**Records**
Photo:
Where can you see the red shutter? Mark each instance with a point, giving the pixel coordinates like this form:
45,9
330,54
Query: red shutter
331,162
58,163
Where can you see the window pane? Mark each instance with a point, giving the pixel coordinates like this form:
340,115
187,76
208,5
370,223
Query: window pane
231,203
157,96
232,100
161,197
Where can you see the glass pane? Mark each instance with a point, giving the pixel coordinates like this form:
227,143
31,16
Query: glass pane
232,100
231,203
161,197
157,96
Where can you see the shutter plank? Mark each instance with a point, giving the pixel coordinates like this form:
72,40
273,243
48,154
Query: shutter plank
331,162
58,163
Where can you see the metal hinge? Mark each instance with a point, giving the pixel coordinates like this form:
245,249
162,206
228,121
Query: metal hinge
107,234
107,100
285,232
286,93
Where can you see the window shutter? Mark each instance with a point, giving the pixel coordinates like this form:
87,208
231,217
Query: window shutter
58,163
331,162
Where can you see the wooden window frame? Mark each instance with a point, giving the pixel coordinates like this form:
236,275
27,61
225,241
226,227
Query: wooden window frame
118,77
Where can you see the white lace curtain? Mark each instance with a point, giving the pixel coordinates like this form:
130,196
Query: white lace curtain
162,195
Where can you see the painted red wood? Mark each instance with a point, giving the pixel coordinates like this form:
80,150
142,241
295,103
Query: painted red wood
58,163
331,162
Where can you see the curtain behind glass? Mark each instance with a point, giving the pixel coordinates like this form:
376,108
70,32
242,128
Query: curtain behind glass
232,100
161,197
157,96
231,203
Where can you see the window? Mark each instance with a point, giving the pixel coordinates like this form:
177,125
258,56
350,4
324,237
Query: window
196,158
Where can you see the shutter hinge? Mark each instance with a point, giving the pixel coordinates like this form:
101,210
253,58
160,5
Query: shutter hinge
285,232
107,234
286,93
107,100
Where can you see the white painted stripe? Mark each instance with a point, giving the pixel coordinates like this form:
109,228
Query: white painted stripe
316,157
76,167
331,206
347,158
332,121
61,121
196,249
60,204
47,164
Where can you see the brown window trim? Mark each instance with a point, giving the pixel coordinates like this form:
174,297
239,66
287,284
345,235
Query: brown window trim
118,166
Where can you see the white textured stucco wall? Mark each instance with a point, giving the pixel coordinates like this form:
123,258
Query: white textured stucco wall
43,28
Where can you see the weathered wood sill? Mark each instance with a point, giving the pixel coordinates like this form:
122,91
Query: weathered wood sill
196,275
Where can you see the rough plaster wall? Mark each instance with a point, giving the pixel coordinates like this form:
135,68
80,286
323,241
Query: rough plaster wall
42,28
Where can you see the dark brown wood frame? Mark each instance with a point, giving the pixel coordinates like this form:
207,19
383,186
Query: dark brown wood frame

**EXERCISE PROMPT**
Include both ends. Return the line holding "Where can you see the white textured" and all lines after it in the records above, exactly as written.

**WORKED ANSWER**
Where can you see the white textured stucco wall? Mark each instance with a point, giving the pixel coordinates like this form:
123,258
Query: white textured stucco wall
43,28
Where can you see the weathered wood sill? Mark each instance with a point, giving the pixel coordinates like this form:
122,91
Query: weathered wood sill
196,275
Where can you see the rough plaster wall? Mark each instance with a point, giving the pixel coordinates like this form:
135,68
80,286
323,241
Query: rough plaster wall
42,28
Where can you see the dark brown wood frame? Mark each instance with a point, giving the pixel coordinates like this form:
207,19
383,186
Query: dark brown wood frame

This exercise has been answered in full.